GIVEN PROBLEM - Carry on the interview below about bodybuilding training and influences, starting after its final line.
>> begin SOURCE PASSAGE
DY: That's a good analogy. Who influenced your training and your routines?

JM: I lived in New York in 1954 when I started training. Lon Hanagan was the first influence, and he really set the structure for what I wanted to look like. Everyone after that helped me to achieve that look. Lon Hanagan was the physique photographer everyone in New York went to. Leroy Colbert, Marvin Eder, both Tom and Tony Sansone, Chris Dickerson, Raul Pacheco, Rico Tomas, George Paine, Art Harris, Bill Cerdas and many others all posed for Lon. The famous Grimek side shot leaning back against the short column is a Lon shot. He did lots of covers for Strength & Health and other bodybuilding mags. Lon and I became great personal friends, and he took an interest in me and in my training. He always emphasized proportion and symmetry, line and form. He told me where I needed to train in order to balance my physique. Lon locked into place my taste in physiques. Lon continued to be the major influence in my training until I moved to Los Angeles in 1969.

DY: I'm familiar with that famous John Grimek photo. I guess from an artistic point of view Lon had a good eye for the aesthetics needed to build a great physique.

JM: Absolutely. Lon had an incredible sense of aesthetics. He also had great personal relationships with many of the bodybuilders who shot with him. We were all friends back in those days. We would compete one day and socialize the next.
>> end SOURCE PASSAGE
>> begin PROVIDED DATA
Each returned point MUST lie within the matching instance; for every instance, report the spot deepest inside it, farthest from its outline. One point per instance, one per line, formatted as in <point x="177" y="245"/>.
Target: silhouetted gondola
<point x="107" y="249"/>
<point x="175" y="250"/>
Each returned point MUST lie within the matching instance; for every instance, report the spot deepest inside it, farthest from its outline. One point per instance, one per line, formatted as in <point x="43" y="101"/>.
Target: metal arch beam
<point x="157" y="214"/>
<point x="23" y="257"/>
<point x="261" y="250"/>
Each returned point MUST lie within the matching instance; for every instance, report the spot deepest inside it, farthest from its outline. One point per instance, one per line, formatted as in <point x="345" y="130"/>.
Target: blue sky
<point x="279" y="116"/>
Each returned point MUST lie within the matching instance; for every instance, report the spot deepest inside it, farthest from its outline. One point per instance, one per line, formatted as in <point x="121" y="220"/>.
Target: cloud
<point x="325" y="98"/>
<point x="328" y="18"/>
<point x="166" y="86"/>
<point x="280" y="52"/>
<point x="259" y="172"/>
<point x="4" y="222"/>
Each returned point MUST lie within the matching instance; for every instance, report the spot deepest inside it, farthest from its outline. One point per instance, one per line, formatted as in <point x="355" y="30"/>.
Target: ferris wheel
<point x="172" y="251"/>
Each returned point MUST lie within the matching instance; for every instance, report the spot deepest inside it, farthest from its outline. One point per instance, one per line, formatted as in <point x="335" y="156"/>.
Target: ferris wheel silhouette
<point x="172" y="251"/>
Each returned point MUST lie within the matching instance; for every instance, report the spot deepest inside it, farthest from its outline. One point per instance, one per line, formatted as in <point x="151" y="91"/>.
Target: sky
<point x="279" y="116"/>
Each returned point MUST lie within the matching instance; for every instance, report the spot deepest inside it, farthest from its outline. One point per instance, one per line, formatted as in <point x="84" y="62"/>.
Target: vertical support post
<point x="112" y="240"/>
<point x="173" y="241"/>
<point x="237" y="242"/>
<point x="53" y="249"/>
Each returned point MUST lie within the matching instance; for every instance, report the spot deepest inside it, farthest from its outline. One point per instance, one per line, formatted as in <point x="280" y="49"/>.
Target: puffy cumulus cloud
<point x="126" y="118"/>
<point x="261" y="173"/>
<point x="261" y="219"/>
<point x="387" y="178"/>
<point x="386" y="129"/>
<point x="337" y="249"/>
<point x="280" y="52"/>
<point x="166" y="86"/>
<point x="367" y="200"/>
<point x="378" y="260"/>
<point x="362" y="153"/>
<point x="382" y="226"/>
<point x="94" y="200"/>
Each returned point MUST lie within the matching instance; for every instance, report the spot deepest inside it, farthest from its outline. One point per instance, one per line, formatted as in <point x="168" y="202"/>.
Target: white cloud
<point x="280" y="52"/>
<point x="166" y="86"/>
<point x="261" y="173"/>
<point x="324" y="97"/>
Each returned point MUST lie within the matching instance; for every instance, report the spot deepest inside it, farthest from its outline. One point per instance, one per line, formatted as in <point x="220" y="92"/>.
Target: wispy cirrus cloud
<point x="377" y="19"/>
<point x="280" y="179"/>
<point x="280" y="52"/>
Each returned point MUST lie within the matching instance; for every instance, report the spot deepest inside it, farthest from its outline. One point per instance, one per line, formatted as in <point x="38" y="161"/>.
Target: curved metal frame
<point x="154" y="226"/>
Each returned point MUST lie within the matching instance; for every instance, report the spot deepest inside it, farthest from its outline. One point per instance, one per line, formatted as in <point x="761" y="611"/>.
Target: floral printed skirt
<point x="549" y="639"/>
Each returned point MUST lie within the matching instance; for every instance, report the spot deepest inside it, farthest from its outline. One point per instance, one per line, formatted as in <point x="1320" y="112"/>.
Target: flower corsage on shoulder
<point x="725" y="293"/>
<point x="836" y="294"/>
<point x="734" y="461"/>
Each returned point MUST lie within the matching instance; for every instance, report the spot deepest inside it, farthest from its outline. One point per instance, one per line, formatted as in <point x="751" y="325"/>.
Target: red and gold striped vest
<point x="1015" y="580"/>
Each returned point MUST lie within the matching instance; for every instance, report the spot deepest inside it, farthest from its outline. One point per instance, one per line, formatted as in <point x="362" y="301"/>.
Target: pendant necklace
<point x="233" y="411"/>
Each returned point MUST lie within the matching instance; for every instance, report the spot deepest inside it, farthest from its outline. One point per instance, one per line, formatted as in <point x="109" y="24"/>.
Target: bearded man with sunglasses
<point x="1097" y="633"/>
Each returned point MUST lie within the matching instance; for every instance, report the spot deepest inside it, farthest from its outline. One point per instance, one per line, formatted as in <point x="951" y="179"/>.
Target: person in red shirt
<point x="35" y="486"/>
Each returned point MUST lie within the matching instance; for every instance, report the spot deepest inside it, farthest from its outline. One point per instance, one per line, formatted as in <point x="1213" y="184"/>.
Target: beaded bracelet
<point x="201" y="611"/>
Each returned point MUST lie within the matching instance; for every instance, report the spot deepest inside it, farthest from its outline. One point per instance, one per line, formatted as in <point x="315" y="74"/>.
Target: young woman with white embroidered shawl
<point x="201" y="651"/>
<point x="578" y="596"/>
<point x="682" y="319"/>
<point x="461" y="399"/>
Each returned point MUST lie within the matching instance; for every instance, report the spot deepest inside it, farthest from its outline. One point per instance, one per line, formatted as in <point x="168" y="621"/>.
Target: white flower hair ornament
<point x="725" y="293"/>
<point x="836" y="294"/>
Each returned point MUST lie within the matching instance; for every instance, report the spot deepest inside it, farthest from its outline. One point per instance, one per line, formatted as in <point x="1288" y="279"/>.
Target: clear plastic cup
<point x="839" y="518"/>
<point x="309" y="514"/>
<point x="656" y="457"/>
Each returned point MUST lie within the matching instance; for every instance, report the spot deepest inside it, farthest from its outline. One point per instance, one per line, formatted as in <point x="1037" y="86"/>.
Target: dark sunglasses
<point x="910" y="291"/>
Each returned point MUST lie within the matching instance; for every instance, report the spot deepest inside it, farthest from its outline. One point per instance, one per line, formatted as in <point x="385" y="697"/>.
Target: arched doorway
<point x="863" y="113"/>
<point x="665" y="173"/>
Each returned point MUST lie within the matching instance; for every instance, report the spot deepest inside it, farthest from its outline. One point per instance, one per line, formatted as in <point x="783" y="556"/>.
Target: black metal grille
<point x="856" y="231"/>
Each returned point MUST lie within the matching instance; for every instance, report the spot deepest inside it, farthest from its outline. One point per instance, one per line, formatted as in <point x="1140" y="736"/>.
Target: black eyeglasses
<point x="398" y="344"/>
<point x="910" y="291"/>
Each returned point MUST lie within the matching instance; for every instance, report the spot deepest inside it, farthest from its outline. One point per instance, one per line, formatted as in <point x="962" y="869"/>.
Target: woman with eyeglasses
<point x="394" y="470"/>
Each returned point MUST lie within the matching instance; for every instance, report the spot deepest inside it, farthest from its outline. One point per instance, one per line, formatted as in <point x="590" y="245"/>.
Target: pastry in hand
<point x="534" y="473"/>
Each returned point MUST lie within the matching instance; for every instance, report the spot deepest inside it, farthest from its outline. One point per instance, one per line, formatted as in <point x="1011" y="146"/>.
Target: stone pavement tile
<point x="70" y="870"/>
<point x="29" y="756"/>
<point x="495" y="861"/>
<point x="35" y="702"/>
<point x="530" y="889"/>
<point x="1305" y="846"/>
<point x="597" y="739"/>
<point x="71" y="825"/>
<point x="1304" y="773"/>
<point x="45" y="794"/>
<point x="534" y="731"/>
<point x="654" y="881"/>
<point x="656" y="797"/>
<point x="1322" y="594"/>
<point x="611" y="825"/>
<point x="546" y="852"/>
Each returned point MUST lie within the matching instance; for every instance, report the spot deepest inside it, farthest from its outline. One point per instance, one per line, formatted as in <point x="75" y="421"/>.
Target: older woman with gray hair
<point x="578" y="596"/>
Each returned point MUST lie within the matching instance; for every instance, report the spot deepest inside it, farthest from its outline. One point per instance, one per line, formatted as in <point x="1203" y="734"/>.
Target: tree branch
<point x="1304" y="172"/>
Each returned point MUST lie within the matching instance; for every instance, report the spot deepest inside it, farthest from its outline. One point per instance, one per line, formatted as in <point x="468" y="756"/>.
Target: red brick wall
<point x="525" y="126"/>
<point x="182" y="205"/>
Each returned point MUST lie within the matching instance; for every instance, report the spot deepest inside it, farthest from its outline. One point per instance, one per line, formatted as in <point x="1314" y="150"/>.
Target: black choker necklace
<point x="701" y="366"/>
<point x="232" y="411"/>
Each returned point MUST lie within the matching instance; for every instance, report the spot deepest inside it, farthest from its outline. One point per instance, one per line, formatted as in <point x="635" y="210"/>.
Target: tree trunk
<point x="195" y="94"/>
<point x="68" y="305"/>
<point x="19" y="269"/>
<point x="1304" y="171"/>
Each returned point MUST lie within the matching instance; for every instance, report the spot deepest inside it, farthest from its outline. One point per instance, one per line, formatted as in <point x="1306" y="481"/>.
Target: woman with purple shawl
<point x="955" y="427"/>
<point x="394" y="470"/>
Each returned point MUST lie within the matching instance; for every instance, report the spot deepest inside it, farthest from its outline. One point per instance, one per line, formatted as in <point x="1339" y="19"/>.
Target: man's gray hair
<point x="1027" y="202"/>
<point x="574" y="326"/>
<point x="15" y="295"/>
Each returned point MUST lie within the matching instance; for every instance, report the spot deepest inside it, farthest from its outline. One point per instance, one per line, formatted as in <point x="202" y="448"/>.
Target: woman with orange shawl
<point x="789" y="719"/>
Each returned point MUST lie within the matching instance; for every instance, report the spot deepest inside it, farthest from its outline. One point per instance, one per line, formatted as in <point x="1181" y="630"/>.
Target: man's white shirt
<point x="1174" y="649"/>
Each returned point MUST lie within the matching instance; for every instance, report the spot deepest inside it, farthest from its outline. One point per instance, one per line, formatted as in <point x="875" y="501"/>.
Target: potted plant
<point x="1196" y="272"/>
>> end PROVIDED DATA
RESULT -
For the Mr. New York State contest in 1966 a couple of us decided to save on expenses and we drove up to, I think it was Schenectady, or one of the upstate cities in one car. There was Joe Distinti, Ralph Ruiz, someone else and myself. On the way the car broke down in the middle of nowhere, and we sat there for a couple of hours before a kid came along and went home and brought his father back, who fixed the car. We actually made it on time for the show due to the Olympic lifting dragging on into the wee hours of the morning. I won, and we stopped at every restaurant we could find on the way home to eat.

Lon was part of that social circle. It was because he cared for me as a person that he took the time and effort to help me with my ambition to realize my full potential. None of the other photographers ever expressed any desire to take any time or interest in me. At that point I had no desire to compete; I just wanted to be the best I could be. I did not consider competing until 10 years later.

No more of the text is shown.